* **TASK REQUIREMENTS**:
1. Using the passage on physical training, answer the following:
(a) What collar size is the man wearing at present?
(b) About how much does the speaker weigh?
(c) According to the man, how do women react to big "truck-horses" of men?
2. Extend the passage on physical training past its final sentence.

#### SELECTED EXTRACT

While he was talking to me I noticed that he was looking over me in a disapproving way and he stared so earnestly at my neck that I wondered whether my collar was soiled, or my necktie disarranged. Finally he blurted out, "Mr. Liederman, I do want to get stronger and to have a better figure. But if you take me in hand and train me I want you to promise that you will not make me too big. Now, I wouldn't want to be as broad as you are, and particularly, I wouldn't care to have a neck like yours." "Why, what's the matter with my neck?" "Oh," he said, "it is too big. It looks like a wrestler's neck. I don't want to be built like a wrestler or a Hercules. I want to be slim and have a good shape at the same time. I think that if a man has a thick neck and thick wrists he looks coarse, and would be out of place in a fashionable training room. You know, Mr. Liederman, the fashionable trend is toward slenderness - to keep your boyish figure. The women like a slender, well-made man, but these big truck-horses of men disgust them." Seeing that I am fairly tall and weigh only about 175 pounds I was rather surprised that I should be considered monstrously large, but I controlled myself and said: "Man, I have no intention of giving you what you call a 'truck horse build,' but if I am to give you a real build it will be necessary to make your chest several inches bigger. That means that the upper part of your back will be broader and that your sides will taper in finely from your armpits to the sides of your waist. Also your chest will get rounded out and full in front, so that when viewed from the side your chest will be thicker from front to back than your waist is. And at present, as you must realize, you are very little bigger around the chest than you are around the waist. Of course, your neck will get bigger as your chest gets bigger and your shoulders will get broader. You would look odd if your got a bigger chest and still had that slender neck. When I am through with you, you may have to wear a 15 1/2-inch collar instead of that 13 1/2 size you now have on. However, your neck will not look extra big, but in proportion to the rest of you."

########
#### RAW DATA

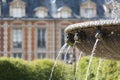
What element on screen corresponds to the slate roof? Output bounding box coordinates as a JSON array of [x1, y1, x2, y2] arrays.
[[2, 0, 105, 18]]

########

* **OUTPUTS BY TASK**:
1.
(a) A 13 1/2 size.
(b) About 175 pounds.
(c) They are disgusted by them.

2.
It was no use! My neck had scared him off - which was a rather odd experience for me, as I had worked hard to develop my neck to its present size and shape. If I had talked all day I could not have made an impression on that man's mind. I felt just like a shoemaker does, when, after measuring a fat lady's foot and producing the right size shoe - five C - she insists that he does not know his business, and that in all her life she has never worn anything larger than a 2 double A; and if he cannot fit her there are other shoemakers, etc., etc.

Fashions and tastes change from year to year, but the ideal human figure does not. A beautifully made Greek athlete of 600 B.C. would be a beautifully made man of today. Conversely, a modern man, who wishes to make his body perfectly proportioned and supremely strong and enduring, cannot do better than to try and equal the proportions of some statue of Apollo, of Mercury, Theseus, Perseus, or one of the other old Greek heroes. There were well-built men before the time of the Greeks and there have been others since - even today.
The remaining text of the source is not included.